> _THE RECORDS_
== Segment start ==
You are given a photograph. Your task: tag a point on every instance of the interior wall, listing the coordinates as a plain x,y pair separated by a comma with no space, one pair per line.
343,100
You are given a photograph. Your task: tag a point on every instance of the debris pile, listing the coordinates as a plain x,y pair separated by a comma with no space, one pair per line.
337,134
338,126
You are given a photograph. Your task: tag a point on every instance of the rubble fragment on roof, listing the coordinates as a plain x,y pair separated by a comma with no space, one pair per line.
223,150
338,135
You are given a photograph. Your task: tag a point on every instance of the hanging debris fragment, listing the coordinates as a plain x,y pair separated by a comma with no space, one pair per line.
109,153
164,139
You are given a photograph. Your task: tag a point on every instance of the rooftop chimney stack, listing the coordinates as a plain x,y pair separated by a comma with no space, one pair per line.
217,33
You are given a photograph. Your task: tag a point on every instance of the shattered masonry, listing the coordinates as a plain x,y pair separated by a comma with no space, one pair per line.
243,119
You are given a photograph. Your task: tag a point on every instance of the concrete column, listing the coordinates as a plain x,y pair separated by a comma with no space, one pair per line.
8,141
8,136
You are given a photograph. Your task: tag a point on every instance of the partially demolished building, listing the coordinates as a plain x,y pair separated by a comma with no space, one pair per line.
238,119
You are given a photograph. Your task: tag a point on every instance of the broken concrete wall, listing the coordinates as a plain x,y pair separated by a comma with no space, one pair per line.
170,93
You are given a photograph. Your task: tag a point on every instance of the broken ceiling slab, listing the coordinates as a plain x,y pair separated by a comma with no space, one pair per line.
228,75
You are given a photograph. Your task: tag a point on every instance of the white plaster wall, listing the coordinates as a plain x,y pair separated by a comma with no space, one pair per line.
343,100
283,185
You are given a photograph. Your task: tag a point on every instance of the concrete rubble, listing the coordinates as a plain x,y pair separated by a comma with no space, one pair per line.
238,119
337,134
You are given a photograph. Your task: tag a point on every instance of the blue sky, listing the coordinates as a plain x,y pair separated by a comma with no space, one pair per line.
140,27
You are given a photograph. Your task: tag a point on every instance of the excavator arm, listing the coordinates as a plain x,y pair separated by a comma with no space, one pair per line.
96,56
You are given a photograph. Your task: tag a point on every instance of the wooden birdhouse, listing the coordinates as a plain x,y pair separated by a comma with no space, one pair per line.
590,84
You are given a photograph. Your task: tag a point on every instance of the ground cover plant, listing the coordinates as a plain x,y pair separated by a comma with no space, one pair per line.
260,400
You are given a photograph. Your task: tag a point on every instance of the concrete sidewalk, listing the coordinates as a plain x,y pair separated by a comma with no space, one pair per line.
== Segment end ==
When you answer, set down the entries above precisely as they read.

You are given a photograph. Your task: tag a point on every instance of the interior wall, listing the coordinates as a plain x,y pair separated by a comma with no space, one pair per line.
343,100
You are given a photograph. Your task: tag a point on every instance of the debris pile, listing the coordinates as a plain x,y pair separated by a comma with no space, one pair per line.
337,134
338,126
You are given a photograph. Your task: tag a point on every instance of the rubble fragment on roof, listing the coordinates as a plain x,y pair separated by a comma with no space, one pair per line.
223,150
338,135
You are given a photograph. Your task: tag a point on every instance of the hanging debris fragment, listing the coordinates as a plain x,y pair separated by a comma with no space, one pair per line.
109,153
164,139
You are given a photograph. Your task: tag a point on every instance of the rooftop chimney stack, listing the coordinates as a plain x,y pair separated by a comma with no space, one pair per line.
217,33
You are given a photograph. Your task: tag a point on every instance of the shattered masonry, listing the coordinates as a plain x,y pair separated by a comma with no space, one pair per line.
243,119
You are given a photograph. Your task: tag a point on every instance of the concrete column, listing the coordinates as a plain x,y pair separated by a comma with no space, one pair per line.
8,141
8,136
You are given a photograph. Your task: tag a point on every instance of the partially demolished building, listing the coordinates as a plain x,y pair separated by a comma with no space, one pair per line.
238,119
You are given a photograph. Your task: tag a point on every instance of the broken concrete wall, listing the coordinates as a plain x,y pair separated by a comma with no space, one pair per line.
170,93
You are given a photograph. Your task: tag a point on every instance of the broken ceiling slab, listing the coordinates as a plain x,y pair separated by a comma with no space, one pair per line.
228,75
You are given a photograph. Your task: tag a point on every instance of the white plaster wall, listing the coordinates as a plain x,y pair separated by a comma with no space, one pair per line.
343,100
283,185
You are given a photograph. Your task: tag a point on every instance of the concrete rubble, listing the coordinates as a plain x,y pair separated by a comma with no space, one pair per line.
238,119
337,134
You are given a photograph. Your task: tag a point on every instance of the blue sky, listing the coordinates as a plain x,y pair separated by a comma with no space, one pair per line.
140,27
You are given a photograph. Your task: tag a point on every instance of the excavator arm, listing the coordinates as a plain x,y pair separated by a comma with no space, one pair per line.
96,56
You are given a photograph. Your task: tag a point on every instance of the wooden birdhouse, listing the coordinates as a plain x,y pair separated by a comma with no space, one pair per line.
590,84
You are given a photograph. Your task: tag a point on every instance of the ground cover plant, listing the coordinates as a plain x,y pair separated by a comma with no space, one pair per line.
260,400
You are given a photograph. Your task: tag a point on every instance of the concrete sidewalk, listing the coordinates as a plain x,y pair separated by a comma with no space, one pair per line.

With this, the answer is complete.